All lines from the one containing "the lake surface" through the end of the entries below should appear in the answer exactly, with no others.

━━━ RECORDS SHOWN ━━━

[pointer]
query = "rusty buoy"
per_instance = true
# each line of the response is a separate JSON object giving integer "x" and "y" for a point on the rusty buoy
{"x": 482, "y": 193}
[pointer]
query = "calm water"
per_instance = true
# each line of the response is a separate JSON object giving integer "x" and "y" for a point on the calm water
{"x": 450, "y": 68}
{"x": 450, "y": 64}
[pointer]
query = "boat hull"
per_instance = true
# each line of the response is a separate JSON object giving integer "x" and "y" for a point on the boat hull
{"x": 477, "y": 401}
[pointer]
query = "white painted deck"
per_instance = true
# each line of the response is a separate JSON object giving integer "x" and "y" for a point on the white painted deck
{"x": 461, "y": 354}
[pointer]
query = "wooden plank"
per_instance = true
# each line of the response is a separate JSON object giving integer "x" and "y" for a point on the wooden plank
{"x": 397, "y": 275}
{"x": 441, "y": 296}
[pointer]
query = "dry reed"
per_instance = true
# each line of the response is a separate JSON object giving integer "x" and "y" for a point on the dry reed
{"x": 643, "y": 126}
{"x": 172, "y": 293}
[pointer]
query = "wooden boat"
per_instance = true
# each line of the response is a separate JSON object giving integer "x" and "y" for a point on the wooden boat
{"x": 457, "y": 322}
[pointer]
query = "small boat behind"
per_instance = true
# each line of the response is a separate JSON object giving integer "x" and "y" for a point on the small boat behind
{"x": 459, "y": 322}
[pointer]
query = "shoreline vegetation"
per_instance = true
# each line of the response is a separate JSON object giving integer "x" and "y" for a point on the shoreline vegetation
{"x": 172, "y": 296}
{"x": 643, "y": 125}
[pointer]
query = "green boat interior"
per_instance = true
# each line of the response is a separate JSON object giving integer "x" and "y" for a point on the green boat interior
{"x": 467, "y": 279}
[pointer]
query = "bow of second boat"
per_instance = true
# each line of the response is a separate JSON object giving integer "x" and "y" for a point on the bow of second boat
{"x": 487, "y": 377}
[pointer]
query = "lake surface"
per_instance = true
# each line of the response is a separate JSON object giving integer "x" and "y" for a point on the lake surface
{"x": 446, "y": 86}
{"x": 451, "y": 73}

━━━

EXPECTED OUTPUT -
# each line of the response is a separate JSON object giving integer "x" and "y" for a point on the lake surface
{"x": 446, "y": 86}
{"x": 451, "y": 73}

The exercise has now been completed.